**GIVEN REQUEST:** Reproduce the rows from the start through the line containing "[1475,74,1562,129]", inclusive, substituting "workflow" for every "pipeline" and leaving everything else unchanged.
-------
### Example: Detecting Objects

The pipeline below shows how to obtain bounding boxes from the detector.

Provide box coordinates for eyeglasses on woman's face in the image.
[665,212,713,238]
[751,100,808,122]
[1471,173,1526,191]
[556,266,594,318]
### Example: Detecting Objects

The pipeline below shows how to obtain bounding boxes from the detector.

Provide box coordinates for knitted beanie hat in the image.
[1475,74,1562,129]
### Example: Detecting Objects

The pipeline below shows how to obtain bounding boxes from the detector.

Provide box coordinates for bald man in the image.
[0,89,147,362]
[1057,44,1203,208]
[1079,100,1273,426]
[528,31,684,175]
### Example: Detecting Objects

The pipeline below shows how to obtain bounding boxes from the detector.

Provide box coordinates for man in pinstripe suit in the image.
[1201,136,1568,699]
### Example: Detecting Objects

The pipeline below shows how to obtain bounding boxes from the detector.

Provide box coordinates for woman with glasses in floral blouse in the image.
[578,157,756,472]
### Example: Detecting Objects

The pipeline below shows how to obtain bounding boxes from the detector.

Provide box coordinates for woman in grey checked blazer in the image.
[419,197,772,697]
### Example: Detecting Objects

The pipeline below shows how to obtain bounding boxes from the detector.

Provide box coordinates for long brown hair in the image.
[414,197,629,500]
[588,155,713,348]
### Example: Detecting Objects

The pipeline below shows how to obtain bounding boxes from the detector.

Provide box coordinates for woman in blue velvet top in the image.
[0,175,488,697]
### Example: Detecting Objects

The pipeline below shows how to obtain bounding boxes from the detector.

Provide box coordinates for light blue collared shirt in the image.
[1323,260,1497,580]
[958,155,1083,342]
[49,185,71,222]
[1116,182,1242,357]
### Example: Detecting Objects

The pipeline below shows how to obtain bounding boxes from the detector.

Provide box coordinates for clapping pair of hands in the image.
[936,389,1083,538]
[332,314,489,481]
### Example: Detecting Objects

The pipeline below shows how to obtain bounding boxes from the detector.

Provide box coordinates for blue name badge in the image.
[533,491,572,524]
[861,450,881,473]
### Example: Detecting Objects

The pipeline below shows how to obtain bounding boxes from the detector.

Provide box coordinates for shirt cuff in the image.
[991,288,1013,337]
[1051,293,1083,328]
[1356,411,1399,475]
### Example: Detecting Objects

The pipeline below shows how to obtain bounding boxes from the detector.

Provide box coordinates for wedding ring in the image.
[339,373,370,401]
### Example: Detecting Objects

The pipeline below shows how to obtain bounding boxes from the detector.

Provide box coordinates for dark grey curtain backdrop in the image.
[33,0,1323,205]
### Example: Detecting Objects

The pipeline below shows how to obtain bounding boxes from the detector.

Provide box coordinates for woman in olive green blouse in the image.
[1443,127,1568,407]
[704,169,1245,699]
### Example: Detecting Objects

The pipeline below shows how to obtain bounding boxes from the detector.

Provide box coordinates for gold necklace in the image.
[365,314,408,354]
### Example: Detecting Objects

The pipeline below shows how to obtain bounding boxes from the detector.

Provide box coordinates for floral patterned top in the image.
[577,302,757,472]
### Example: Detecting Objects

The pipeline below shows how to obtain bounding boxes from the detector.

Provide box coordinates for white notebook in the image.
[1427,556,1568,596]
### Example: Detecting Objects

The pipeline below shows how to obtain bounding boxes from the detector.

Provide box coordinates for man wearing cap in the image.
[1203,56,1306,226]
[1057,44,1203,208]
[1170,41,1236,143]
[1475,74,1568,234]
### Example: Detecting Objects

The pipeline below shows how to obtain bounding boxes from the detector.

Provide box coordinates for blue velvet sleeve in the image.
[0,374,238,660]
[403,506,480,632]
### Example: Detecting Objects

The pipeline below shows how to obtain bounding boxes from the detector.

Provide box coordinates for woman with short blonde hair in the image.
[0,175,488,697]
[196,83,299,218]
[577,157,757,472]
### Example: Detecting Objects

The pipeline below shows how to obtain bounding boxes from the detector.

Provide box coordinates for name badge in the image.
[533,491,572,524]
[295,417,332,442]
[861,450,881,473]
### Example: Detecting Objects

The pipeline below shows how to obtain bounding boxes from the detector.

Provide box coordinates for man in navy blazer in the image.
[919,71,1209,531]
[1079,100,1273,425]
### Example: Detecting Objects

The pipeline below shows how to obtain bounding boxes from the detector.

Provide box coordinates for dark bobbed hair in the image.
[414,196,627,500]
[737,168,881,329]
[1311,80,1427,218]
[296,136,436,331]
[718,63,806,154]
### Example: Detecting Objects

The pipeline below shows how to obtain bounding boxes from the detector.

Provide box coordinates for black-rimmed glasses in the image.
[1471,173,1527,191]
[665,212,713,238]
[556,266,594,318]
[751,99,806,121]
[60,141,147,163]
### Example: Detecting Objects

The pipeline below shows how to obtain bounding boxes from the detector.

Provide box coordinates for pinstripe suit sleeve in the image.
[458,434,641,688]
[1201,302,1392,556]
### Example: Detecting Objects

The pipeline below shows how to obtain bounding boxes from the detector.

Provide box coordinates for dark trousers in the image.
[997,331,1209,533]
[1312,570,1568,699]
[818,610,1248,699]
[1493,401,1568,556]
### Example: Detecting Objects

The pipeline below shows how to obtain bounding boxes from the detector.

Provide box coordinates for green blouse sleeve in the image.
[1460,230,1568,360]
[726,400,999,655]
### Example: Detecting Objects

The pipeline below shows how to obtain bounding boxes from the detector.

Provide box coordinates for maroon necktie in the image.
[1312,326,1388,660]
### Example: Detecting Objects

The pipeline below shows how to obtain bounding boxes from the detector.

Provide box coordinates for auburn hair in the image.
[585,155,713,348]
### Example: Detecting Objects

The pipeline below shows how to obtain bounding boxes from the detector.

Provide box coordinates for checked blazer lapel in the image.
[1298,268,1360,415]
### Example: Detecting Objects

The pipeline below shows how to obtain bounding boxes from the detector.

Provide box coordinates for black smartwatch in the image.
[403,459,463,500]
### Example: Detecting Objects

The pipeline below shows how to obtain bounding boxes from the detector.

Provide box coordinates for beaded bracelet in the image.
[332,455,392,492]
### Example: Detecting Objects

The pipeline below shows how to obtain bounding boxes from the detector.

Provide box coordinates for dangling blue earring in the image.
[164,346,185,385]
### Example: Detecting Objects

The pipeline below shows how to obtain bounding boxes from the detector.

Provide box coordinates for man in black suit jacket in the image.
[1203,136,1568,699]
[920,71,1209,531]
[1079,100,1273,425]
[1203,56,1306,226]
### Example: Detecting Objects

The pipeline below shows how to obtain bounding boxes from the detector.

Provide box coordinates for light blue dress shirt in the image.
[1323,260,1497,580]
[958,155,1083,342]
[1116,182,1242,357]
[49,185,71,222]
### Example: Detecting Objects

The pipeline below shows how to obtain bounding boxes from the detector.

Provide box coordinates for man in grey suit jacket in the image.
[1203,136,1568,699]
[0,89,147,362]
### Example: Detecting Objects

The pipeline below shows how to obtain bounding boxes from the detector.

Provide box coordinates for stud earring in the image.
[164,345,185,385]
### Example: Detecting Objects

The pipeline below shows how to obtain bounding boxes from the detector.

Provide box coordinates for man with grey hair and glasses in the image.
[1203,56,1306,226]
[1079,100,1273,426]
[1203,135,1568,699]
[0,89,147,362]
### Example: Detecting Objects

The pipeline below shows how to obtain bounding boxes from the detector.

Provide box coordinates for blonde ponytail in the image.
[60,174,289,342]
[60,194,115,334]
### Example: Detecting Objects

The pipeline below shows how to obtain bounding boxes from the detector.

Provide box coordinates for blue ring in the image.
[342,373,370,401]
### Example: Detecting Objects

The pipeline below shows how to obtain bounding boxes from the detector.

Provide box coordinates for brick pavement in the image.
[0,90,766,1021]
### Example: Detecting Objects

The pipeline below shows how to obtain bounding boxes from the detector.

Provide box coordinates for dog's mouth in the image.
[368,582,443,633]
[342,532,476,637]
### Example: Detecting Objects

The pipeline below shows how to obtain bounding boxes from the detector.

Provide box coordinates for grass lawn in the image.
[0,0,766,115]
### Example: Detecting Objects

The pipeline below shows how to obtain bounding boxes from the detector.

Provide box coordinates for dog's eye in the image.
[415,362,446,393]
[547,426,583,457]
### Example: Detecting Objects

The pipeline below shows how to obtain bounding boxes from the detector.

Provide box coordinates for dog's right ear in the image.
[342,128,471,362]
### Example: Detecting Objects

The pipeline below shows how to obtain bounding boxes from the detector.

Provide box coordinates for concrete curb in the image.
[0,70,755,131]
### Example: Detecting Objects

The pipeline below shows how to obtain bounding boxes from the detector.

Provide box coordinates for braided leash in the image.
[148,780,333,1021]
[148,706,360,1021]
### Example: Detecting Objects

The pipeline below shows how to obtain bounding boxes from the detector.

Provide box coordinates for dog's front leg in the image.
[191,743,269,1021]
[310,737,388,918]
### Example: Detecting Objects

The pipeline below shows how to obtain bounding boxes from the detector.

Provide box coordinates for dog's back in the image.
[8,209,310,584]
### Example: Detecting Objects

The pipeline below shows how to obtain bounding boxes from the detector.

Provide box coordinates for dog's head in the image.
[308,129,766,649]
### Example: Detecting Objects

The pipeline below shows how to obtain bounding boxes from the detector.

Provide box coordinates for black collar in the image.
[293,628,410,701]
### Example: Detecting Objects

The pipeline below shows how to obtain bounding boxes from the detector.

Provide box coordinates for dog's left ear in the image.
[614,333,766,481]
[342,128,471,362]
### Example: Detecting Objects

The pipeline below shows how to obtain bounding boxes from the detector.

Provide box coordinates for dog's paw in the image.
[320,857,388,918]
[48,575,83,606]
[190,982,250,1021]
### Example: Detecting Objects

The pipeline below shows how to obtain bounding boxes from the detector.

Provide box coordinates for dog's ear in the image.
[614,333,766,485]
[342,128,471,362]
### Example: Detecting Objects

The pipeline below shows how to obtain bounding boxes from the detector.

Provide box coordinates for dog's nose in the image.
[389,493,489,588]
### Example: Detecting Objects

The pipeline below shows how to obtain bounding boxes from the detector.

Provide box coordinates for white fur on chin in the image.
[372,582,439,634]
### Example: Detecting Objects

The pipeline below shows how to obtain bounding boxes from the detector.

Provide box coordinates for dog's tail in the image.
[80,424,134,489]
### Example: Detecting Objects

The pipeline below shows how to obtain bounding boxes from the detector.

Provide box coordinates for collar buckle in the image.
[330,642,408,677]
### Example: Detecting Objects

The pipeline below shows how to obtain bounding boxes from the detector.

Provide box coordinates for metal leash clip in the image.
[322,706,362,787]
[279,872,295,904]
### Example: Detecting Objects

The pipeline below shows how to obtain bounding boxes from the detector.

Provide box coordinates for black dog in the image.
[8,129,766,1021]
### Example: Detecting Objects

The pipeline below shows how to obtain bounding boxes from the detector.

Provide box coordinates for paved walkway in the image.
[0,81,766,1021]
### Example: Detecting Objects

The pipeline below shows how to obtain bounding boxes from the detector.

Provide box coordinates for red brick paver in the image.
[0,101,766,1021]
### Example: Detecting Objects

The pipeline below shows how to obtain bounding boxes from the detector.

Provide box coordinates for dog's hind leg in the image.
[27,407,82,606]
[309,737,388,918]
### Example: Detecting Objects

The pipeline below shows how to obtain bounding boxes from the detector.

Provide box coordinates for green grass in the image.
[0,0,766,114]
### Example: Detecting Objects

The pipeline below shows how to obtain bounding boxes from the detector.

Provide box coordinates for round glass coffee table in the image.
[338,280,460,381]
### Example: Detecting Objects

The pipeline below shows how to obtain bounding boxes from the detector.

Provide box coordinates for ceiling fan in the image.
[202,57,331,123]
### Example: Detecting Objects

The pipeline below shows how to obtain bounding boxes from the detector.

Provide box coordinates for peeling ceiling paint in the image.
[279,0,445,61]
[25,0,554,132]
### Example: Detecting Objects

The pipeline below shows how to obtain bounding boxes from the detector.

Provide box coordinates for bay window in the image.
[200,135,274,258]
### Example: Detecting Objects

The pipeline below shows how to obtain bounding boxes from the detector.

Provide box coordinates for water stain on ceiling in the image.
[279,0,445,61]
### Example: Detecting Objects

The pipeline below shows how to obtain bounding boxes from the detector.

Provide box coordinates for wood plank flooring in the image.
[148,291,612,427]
-------
**TASK SOLUTION:**
### Example: Detecting Objects

The workflow below shows how to obtain bounding boxes from the detector.

Provide box coordinates for eyeglasses on woman's face in the image.
[665,212,713,238]
[751,100,808,122]
[1471,173,1526,191]
[556,266,594,318]
### Example: Detecting Objects

The workflow below shows how to obtain bounding boxes from the detector.

Provide box coordinates for knitted beanie hat in the image.
[1475,74,1562,129]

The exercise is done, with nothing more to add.